### [INSTRUCTIONS TO FOLLOW]
Give a verbatim repeat of the lines that run from the line containing "face, then give the position of each instance." to the end of the data below.

### [INPUT MATERIAL]
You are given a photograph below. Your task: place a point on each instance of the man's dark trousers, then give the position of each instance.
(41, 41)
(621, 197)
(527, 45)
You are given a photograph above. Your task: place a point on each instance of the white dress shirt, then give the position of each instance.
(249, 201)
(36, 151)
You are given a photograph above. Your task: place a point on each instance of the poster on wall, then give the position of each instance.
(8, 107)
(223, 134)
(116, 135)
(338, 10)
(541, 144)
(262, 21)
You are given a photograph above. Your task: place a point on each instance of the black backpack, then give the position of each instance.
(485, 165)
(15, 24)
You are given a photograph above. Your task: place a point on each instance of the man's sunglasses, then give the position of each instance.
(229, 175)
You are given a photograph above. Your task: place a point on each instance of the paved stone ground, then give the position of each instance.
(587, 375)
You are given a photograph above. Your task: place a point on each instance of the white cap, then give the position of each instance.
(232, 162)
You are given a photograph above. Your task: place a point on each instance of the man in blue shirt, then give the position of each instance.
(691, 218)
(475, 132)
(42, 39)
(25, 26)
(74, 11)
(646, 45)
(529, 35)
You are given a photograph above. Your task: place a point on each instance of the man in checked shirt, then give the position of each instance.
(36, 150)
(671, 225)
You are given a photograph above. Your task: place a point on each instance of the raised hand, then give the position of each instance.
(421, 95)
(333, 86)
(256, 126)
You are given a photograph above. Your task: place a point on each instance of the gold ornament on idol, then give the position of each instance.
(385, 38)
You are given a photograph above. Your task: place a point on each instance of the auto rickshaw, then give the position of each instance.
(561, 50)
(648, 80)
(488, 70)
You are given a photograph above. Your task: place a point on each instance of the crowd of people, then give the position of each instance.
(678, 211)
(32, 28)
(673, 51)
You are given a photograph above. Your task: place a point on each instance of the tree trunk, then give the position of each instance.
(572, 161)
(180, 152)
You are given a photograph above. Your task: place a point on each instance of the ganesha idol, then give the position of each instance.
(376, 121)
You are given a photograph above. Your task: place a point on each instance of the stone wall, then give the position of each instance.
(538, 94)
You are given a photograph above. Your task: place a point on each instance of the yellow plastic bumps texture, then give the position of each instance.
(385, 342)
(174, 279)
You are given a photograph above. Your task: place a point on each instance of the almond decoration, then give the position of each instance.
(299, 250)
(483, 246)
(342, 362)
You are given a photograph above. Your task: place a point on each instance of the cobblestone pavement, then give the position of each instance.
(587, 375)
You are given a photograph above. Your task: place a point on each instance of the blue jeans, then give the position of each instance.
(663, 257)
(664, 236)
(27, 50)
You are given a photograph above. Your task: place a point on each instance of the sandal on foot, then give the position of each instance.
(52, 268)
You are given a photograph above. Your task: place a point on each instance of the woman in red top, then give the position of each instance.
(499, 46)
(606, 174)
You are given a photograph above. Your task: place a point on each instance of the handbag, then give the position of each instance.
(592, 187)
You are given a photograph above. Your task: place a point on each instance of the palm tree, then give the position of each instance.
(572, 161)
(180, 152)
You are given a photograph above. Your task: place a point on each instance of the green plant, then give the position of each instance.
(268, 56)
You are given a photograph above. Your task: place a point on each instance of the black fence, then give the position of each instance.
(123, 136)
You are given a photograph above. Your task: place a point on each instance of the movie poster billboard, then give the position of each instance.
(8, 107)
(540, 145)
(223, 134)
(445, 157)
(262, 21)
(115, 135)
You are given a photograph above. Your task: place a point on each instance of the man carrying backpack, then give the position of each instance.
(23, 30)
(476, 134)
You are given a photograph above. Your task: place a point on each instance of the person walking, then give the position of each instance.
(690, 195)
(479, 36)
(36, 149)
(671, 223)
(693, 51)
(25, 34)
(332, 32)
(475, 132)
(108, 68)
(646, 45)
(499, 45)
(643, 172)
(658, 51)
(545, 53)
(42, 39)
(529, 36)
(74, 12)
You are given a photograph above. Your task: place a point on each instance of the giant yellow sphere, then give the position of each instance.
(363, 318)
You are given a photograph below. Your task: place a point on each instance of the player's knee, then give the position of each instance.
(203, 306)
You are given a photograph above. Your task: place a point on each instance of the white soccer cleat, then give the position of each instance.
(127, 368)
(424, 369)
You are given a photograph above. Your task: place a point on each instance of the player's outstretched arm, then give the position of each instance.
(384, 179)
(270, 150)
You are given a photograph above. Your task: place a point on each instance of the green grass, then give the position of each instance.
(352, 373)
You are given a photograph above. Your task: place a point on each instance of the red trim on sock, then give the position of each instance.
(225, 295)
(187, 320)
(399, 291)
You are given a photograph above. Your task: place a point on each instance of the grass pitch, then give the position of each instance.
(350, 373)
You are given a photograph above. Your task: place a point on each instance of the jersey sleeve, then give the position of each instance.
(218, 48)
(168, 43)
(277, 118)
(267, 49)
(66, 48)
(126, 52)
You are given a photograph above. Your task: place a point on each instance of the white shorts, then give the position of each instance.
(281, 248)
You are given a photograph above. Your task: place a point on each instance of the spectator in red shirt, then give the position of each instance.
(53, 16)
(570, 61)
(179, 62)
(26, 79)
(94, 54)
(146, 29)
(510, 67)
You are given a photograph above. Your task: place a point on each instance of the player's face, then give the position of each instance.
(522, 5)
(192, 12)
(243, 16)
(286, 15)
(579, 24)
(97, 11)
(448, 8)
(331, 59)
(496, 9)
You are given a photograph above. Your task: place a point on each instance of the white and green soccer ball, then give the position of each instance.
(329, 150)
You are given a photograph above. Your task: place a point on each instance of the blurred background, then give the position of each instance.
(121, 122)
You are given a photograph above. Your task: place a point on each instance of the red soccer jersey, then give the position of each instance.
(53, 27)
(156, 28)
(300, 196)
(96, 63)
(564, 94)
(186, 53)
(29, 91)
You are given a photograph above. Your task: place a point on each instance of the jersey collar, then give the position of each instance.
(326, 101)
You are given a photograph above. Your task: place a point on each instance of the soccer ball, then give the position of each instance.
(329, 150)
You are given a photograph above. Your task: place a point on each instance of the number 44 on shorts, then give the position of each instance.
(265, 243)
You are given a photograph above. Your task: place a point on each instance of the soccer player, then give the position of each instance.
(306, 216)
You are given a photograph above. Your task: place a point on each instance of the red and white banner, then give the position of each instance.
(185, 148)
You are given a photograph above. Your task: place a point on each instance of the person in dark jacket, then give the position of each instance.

### [TASK RESULT]
You are given a photograph above. Your task: place a point on each instance of the player's face, then give the position of each instance.
(522, 5)
(192, 12)
(243, 16)
(286, 15)
(579, 24)
(97, 11)
(448, 8)
(331, 59)
(496, 9)
You are given a photograph above. Your task: place a point on each instance of the white and green soccer ball, then give the position of each instance.
(329, 150)
You are given a photograph above. Your task: place a point on each instance of the blurred background, then give the position of each instance.
(121, 122)
You are given a photograph above. Your task: place a point on each instance of the red soccer jersey, then give the position of each instance.
(53, 27)
(156, 28)
(300, 196)
(96, 63)
(564, 94)
(186, 53)
(29, 91)
You are given a photograph above. Your task: place a point on each instance of the jersey collar, then give the position of each instance.
(326, 101)
You are given a photograph above. Your task: place a point on each instance of the soccer ball, then give the position of each instance.
(329, 150)
You are given a photograph above. Your task: place a point on each instance of the number 44 on shorts, then give the position of each instance.
(265, 243)
You are given a photograph above. Your task: place a point on each instance of the soccer player, then give the position of each instance.
(306, 216)
You are given a photograph above. Your task: place a point on each instance of the red and white banner, then give the position of each instance.
(185, 148)
You are given a photograph above. Your task: place a point on each instance of the person in dark jacket, then give the position of each instance.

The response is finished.